Recorded data

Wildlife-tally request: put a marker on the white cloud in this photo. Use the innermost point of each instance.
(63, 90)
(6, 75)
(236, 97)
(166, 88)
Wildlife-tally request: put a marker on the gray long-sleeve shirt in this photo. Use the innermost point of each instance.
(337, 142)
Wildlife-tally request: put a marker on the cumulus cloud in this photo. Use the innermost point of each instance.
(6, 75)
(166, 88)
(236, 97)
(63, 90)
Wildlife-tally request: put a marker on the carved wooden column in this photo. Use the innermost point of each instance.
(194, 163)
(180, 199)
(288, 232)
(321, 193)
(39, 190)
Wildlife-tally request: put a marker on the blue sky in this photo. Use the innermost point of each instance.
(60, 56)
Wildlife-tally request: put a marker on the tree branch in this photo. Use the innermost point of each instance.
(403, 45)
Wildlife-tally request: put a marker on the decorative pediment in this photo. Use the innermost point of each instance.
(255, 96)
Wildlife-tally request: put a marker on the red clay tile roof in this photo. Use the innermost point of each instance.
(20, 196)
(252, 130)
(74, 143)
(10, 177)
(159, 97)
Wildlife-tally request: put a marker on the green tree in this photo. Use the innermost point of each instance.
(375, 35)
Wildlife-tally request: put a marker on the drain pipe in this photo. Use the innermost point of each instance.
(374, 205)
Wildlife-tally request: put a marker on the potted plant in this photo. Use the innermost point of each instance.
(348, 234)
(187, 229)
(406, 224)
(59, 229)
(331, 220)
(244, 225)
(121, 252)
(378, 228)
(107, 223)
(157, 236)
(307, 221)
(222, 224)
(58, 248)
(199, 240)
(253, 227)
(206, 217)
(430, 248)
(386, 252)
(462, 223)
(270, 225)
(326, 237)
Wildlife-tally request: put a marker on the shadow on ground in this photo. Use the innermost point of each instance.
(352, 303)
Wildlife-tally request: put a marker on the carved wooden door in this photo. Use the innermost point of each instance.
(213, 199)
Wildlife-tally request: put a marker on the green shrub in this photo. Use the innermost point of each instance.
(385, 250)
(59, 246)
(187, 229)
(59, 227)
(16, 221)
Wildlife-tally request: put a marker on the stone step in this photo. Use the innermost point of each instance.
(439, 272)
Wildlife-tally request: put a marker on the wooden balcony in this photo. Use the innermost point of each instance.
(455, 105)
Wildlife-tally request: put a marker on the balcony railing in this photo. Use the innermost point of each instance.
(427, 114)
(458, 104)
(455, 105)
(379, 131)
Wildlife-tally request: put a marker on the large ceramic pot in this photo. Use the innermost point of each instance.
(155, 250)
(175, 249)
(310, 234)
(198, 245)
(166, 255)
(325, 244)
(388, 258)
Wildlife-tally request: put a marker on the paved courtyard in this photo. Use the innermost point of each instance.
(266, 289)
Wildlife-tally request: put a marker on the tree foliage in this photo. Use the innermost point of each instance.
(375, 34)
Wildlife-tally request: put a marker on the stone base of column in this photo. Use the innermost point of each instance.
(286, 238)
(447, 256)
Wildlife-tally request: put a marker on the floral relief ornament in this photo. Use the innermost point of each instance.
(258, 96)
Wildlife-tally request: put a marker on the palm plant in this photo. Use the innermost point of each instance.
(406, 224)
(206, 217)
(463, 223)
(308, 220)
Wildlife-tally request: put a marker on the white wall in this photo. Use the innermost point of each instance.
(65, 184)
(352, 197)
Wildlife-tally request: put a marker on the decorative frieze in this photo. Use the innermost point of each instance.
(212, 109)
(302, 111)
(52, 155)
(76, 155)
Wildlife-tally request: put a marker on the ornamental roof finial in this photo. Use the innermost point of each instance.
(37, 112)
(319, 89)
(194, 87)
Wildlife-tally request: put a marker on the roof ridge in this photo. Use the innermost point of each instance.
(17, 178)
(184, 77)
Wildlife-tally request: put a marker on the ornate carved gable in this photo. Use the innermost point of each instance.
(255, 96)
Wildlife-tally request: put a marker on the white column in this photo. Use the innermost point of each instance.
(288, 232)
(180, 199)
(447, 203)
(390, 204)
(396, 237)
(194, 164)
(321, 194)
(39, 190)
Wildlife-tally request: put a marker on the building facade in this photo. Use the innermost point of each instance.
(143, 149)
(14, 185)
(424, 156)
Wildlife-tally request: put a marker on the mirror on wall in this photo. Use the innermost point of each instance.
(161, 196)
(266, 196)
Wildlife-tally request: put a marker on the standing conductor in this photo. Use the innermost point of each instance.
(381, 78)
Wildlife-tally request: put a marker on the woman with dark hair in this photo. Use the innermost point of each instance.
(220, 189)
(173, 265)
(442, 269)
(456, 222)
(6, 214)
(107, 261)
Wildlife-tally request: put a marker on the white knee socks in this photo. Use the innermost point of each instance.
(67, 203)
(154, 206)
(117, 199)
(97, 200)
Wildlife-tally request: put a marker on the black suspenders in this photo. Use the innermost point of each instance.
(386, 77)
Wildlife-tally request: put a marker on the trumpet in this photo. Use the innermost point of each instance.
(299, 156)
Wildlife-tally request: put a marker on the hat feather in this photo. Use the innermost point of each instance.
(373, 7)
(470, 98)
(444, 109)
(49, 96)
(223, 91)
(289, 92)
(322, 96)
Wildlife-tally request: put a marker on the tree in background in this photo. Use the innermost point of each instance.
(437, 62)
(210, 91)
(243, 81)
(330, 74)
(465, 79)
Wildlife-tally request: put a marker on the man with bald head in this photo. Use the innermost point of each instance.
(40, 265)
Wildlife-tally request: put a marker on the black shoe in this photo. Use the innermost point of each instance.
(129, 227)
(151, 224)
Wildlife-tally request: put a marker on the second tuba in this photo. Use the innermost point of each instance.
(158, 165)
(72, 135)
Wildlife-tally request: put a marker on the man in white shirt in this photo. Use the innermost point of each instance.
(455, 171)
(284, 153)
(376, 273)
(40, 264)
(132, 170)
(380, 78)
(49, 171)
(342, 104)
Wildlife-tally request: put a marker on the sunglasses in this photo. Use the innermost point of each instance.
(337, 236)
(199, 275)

TASK REQUIREMENTS: Exactly as they are written, print the entries again.

RESPONSE:
Wildlife-tally request: put a marker on the white cloud in this photo. Use the innermost point of each instance.
(63, 90)
(6, 75)
(236, 97)
(166, 88)
Wildlife-tally request: put a marker on the gray long-sleeve shirt in this photo. Use the innermost point of each instance.
(337, 142)
Wildlife-tally request: put a marker on the cumulus cloud in this photo. Use the innermost point of each instance.
(6, 75)
(166, 88)
(236, 97)
(63, 90)
Wildlife-tally request: put a marker on the carved wooden column in this photo. Use the innermost point of each instance.
(194, 163)
(180, 199)
(288, 232)
(321, 193)
(39, 190)
Wildlife-tally request: put a marker on the blue sky in this photo. Use the innermost point of each instance.
(60, 56)
Wildlife-tally request: put a marker on the tree branch in this photo. Use the innermost point of each instance.
(403, 45)
Wildlife-tally request: put a marker on the decorative pediment in this photo. Use the innermost point of each instance.
(255, 96)
Wildlife-tally request: put a marker on the red clay tile roof in this photo. Use the innermost point of each instance.
(20, 196)
(252, 130)
(74, 143)
(10, 177)
(159, 97)
Wildlife-tally request: put a marker on the green tree in this photo. Use the innermost point of each instance.
(375, 35)
Wildlife-tally request: put a marker on the drain pipe in this photo. Use the innermost point of each instance.
(374, 205)
Wildlife-tally request: put a marker on the potted plant in this photo. Use the innermost point of each instance.
(348, 234)
(187, 229)
(406, 224)
(59, 229)
(331, 220)
(244, 225)
(121, 252)
(378, 228)
(107, 223)
(157, 236)
(307, 221)
(222, 224)
(58, 248)
(199, 240)
(253, 227)
(206, 217)
(430, 248)
(386, 252)
(462, 223)
(270, 225)
(326, 237)
Wildlife-tally request: put a marker on the shadow on ground in this photo. Use the innermost point of each instance.
(352, 303)
Wildlife-tally request: put a marker on the carved wooden door in this photo. Use the innermost point of each instance.
(213, 199)
Wildlife-tally request: put a marker on the green shrub in this photo. Use the innermost point of each instance.
(385, 250)
(59, 246)
(187, 229)
(59, 227)
(16, 221)
Wildlife-tally request: put a marker on the stone step in this photo. Use the innermost point of each instance.
(439, 272)
Wildlife-tally request: put a marker on the wooden balcony in this photo. Use the innermost point of each instance.
(455, 105)
Wildlife-tally request: put a marker on the balcony railing in this photo. Use the innermost point of each instance.
(427, 114)
(458, 104)
(455, 105)
(379, 131)
Wildlife-tally request: put a marker on the large ceramic pot in this photo. Use the innermost point of each instance.
(155, 250)
(175, 249)
(310, 234)
(198, 245)
(166, 255)
(325, 244)
(388, 258)
Wildlife-tally request: put a marker on the paved courtyard in this photo. Use the innermost point of each instance.
(266, 289)
Wildlife-tally request: put a marker on the tree foliage in this photo. Use the innermost point of each instance.
(375, 34)
Wildlife-tally request: put a marker on the stone base of column in this photo. Use the innermost point of each instance.
(286, 238)
(447, 256)
Wildlife-tally request: put a marker on the floral relief ornament in this photo. Use the innermost point of each instance.
(258, 96)
Wildlife-tally request: put a marker on the palm plant in this photo. Use the innermost point of each instance.
(406, 224)
(206, 217)
(463, 223)
(308, 220)
Wildlife-tally request: put a marker on the white wall in this photo. Use the innermost point of each instance.
(65, 184)
(352, 197)
Wildlife-tally request: put a marker on the decorative frieze in this photo. Use the innermost point of each instance.
(212, 109)
(302, 111)
(52, 155)
(76, 155)
Wildlife-tally request: put a marker on the ornamental roof finial in this photo. Use the innermost point of each instance.
(37, 112)
(319, 89)
(194, 87)
Wildlife-tally request: put a marker on the roof ridge in this photo. Use the innermost point of each instance.
(17, 178)
(184, 77)
Wildlife-tally request: put a marker on the ornate carved gable in this photo. Use the innermost point of each instance.
(255, 96)
Wildlife-tally request: put a marker on the white column in this photo. Use the innermost point of each instance.
(288, 232)
(180, 199)
(447, 203)
(390, 204)
(396, 237)
(194, 164)
(321, 194)
(39, 190)
Wildlife-tally request: put a marker on the building facade in this photo. Use the innermost point of each instance.
(143, 149)
(14, 185)
(424, 156)
Wildlife-tally request: put a marker on the mirror on wall in this photo. Use the innermost point of each instance.
(161, 196)
(266, 196)
Wildlife-tally request: put a marker on the standing conductor in this photo. Use the innermost point of each instance.
(381, 78)
Wildlife-tally request: put a marker on the woman with dark hair in this photo. Use the innermost point of each instance.
(220, 189)
(173, 265)
(442, 269)
(456, 222)
(6, 214)
(107, 261)
Wildlife-tally request: put a marker on the white knee socks in this photo. Use the innermost point of each instance.
(67, 203)
(154, 206)
(117, 199)
(97, 200)
Wildlife-tally request: put a marker on the black suspenders in this photo. Use the innermost point of each instance.
(386, 77)
Wildlife-tally request: put a marker on the trumpet in this photo. Use the innermost point of each instance.
(299, 156)
Wildlife-tally request: put a marker on the hat feather in this photo. Use the innermost point of each instance.
(373, 7)
(470, 98)
(444, 109)
(49, 96)
(223, 91)
(289, 92)
(322, 96)
Wildlife-tally request: put a marker on the tree in background in this photo. Use the innermost point of each instance.
(437, 62)
(210, 91)
(243, 81)
(330, 74)
(465, 79)
Wildlife-tally request: put a marker on the man with bald head in this photo. Use the innermost point of each instance.
(40, 265)
Wildlife-tally request: put a marker on the black shoe in this photo. Use the innermost point of each instance.
(129, 227)
(151, 224)
Wildlife-tally request: put a marker on the second tuba in this photo. Use the innermost point of each instance.
(158, 165)
(72, 135)
Wildlife-tally request: put a marker on the man in white shirt in this photo. Use the innermost point of each instance.
(455, 171)
(284, 153)
(376, 273)
(40, 264)
(132, 170)
(380, 78)
(49, 171)
(342, 104)
Wildlife-tally request: put a marker on the sunglasses in this photo. Use the innermost point of each instance.
(337, 236)
(199, 275)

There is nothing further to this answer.